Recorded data
══════════
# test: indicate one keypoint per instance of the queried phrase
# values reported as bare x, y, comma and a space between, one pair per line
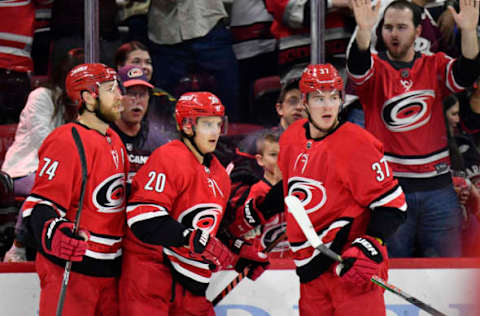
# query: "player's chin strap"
97, 111
207, 158
310, 119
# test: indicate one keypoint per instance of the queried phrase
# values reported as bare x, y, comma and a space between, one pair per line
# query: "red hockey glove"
210, 249
365, 258
251, 257
58, 240
247, 218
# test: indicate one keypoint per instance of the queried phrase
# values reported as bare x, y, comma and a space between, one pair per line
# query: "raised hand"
365, 14
467, 18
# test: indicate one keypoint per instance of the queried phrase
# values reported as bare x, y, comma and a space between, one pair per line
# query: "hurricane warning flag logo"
408, 111
311, 193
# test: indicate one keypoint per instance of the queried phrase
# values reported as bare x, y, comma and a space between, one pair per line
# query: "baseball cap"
132, 75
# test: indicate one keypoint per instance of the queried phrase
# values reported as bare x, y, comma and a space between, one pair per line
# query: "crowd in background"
250, 53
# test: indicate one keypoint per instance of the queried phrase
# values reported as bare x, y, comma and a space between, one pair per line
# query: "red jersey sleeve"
59, 170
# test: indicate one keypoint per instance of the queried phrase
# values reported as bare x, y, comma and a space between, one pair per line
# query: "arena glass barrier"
449, 285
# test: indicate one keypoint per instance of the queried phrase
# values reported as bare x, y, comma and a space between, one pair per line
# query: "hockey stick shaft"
295, 207
240, 276
68, 265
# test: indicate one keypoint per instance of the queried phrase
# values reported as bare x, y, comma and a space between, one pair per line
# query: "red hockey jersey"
58, 184
340, 179
403, 108
16, 34
173, 183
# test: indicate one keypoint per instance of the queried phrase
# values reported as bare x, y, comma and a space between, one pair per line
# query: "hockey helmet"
87, 77
192, 105
320, 77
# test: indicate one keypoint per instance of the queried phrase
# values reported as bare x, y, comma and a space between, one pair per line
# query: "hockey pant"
146, 287
328, 296
86, 295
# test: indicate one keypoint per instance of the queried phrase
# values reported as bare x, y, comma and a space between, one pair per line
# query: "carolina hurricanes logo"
203, 216
310, 192
271, 233
108, 196
407, 111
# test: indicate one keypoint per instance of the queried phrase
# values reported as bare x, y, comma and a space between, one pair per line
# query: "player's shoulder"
173, 151
295, 131
63, 133
260, 188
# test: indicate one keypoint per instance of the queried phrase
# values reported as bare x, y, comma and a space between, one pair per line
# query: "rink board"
450, 285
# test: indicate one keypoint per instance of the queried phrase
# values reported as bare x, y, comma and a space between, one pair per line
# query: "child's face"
268, 160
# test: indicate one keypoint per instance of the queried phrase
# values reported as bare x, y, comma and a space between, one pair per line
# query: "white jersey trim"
144, 216
105, 241
103, 256
387, 199
417, 161
191, 262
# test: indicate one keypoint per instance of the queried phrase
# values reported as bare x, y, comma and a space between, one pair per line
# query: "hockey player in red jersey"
401, 92
51, 208
339, 172
177, 203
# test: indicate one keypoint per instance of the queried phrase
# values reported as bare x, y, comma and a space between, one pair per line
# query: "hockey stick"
240, 276
68, 265
295, 207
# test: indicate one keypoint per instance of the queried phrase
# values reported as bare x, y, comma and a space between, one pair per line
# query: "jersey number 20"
158, 179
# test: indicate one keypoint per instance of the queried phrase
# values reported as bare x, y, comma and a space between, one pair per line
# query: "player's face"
399, 33
110, 100
324, 107
207, 132
268, 160
142, 59
135, 104
453, 116
291, 109
476, 181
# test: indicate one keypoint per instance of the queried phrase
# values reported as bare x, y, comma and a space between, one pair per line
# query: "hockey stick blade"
68, 265
296, 208
240, 276
411, 299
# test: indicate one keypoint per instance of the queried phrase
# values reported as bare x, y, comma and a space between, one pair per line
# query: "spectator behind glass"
390, 85
16, 28
431, 39
464, 156
192, 34
138, 136
253, 220
47, 108
161, 104
67, 28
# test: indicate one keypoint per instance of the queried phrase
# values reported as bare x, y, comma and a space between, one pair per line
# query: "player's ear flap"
90, 98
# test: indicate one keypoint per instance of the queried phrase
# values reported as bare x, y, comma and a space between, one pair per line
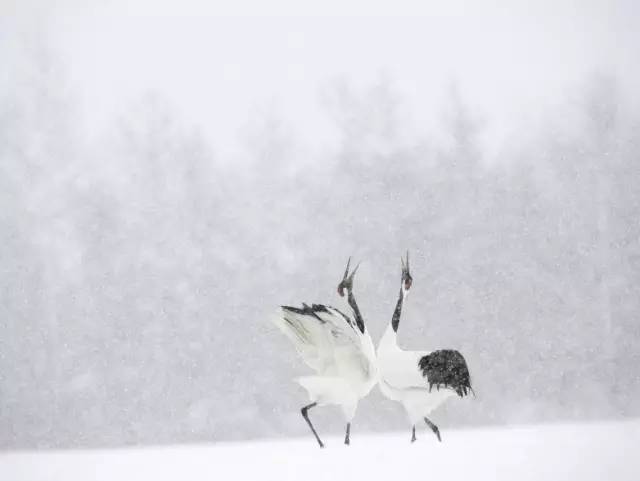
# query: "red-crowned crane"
338, 348
419, 380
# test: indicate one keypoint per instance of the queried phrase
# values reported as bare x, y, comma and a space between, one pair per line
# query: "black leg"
434, 428
306, 418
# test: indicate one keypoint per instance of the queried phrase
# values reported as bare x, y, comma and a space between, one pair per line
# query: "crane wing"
326, 339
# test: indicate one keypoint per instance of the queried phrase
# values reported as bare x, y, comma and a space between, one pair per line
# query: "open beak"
══════════
◆ **To do**:
Write out every line of the entries above exactly, and omit their pictures.

◆ **Expected answer**:
# test: indicate one keypoint per instance of the queried phrase
# values reported as bare x, y, comma and a space between, one pair per line
# query: "player's chin strap"
97, 111
207, 158
310, 119
# test: indicate one keypoint per instance of the queried phrase
# values reported as bare x, y, comma and a space between, one pair per line
# query: "red hockey glove"
210, 249
365, 258
251, 257
58, 240
247, 218
# test: indicate one keypoint per instance of the queried phrase
# values reported as bare x, y, comma and a space between, one pair per line
# query: "raised hand"
365, 14
467, 18
# test: indicate one keypoint per instance of the queried phrase
# values reported as bare x, y, comma and a space between, one pair per line
# query: "hurricane warning flag logo"
408, 111
311, 193
# test: indicate one keypoint per instance of the queried phrase
# values reported as bare x, y, comma and a space between, one pair per line
# query: "baseball cap"
132, 75
# test: indicate one keypoint per instance of the queried phrase
# values reported as bare x, y, comma and a space between, one pair per line
# query: "crowd in background"
250, 53
# test: indicate one keypoint per instance of the queried phrase
# values reported as bare x, y, comma and a space between, one pair per line
# query: "red jersey sleeve"
59, 170
# test: indicate one keypoint per instance of the queried phrase
# values reported as bare x, y, comma and a space between, one pair per line
# query: "arena glass barrier"
449, 285
# test: indicate one keypoint per instance of the queried phrase
# values reported as bare x, y, comma and a space between, one pair per line
# query: "hockey stick shaft"
295, 207
240, 276
68, 265
# test: indicate one keypoint per instance of the queried phrase
# values reported as bare x, y, comma and a space between, one pair per line
# query: "red hockey jersey"
58, 184
340, 179
403, 108
16, 34
173, 183
# test: indicate one keypoint per instance of the queried phrase
# values reported as bare x, y, comma and a space between, one pair per line
# query: "hockey helmet"
87, 77
192, 105
320, 77
# test: indicate one keypoint per instance of the queried phrase
# values reported as bare x, y, comma and a space between, one pair per line
# query: "hockey pant"
146, 287
328, 296
86, 295
# test: indicate one keypoint per instance of the queried phrase
# values reported as bare x, y, comma and a space between, one pair per line
# query: "carolina hurricanes logo"
203, 216
310, 192
271, 233
108, 196
407, 111
# test: indicate one keypoint per instance of the queried phrase
# values reported as bare x, y, comma and a space between, one pair per line
# query: "player's shoulder"
173, 151
295, 131
63, 133
260, 188
# test: indicate one keypoint per instance of the queried phrase
# values reported as bare x, y, comma and a space between, one pair per line
# query: "rink board"
450, 285
# test: indicate one keypoint per instance of the queried phrase
# values reported as bare x, y, comma and a space between, one pair per line
# query: "child's face"
268, 160
# test: indicate one keypoint per instance of the queried phrase
# values reported as bare x, y, comma and a space between, one pair per line
# query: "white jersey trim"
144, 216
105, 241
103, 256
387, 199
417, 161
191, 262
# test: indicate one keypoint per instance of the queried phrase
# values reported as bare x, y, comma and a space between, one pair per line
# query: "hockey player in red jersey"
401, 92
51, 208
339, 172
177, 203
# test: indicate one keypoint per instance of the queried phrase
# values reported as bare x, y, comma and a space between, one pair per line
# query: "hockey stick"
240, 276
68, 265
295, 207
# test: indicate one keypoint per instance of the queried phrase
# values reported as bare x, y, comma and a space between, one pair per line
# query: "jersey number 20"
158, 179
# test: indicate one keypoint per instance of the queried phrase
# values reported as bare x, y, comma and a space between, one pair per line
# query: "player's face"
399, 33
110, 100
324, 107
207, 132
268, 160
142, 59
135, 104
453, 116
291, 109
476, 181
# test: indicate one keypoint per instance of the queried phrase
# values reported as bare x, y, comma and a space between, one pair per line
# query: "hockey stick blade"
68, 265
296, 208
240, 276
411, 299
# test: indicate one keypoint per instance of the queried phrase
# values reported as bare x, y, comma and a space between, one pair per line
# query: "spectator behind glass"
390, 85
16, 28
431, 39
464, 156
192, 34
138, 136
253, 220
47, 108
161, 104
67, 28
# test: indicate one keypoint per instance of the queried phrase
# values reported as bare x, y, comma and a space between, one pair per line
# query: "player's ear flap"
90, 98
# test: indicate one keypoint per instance of the queried phrase
# values reported as bare x, y, comma and a space between, one pair per line
# query: "red-crowned crane"
338, 348
419, 380
# test: indicate one keypoint per instance of the queried phrase
# values reported as bare x, y, comma and a space between, one pair per line
# query: "black leg"
434, 428
306, 418
# test: indicate one keypoint per instance of the queried phrase
# values reported as bare x, y, comma and a space between, one pair per line
# query: "crane wing"
326, 339
# test: indicate one keypoint per instance of the queried phrase
# values reported as bare x, y, comma and a space between, one pair per line
# query: "open beak"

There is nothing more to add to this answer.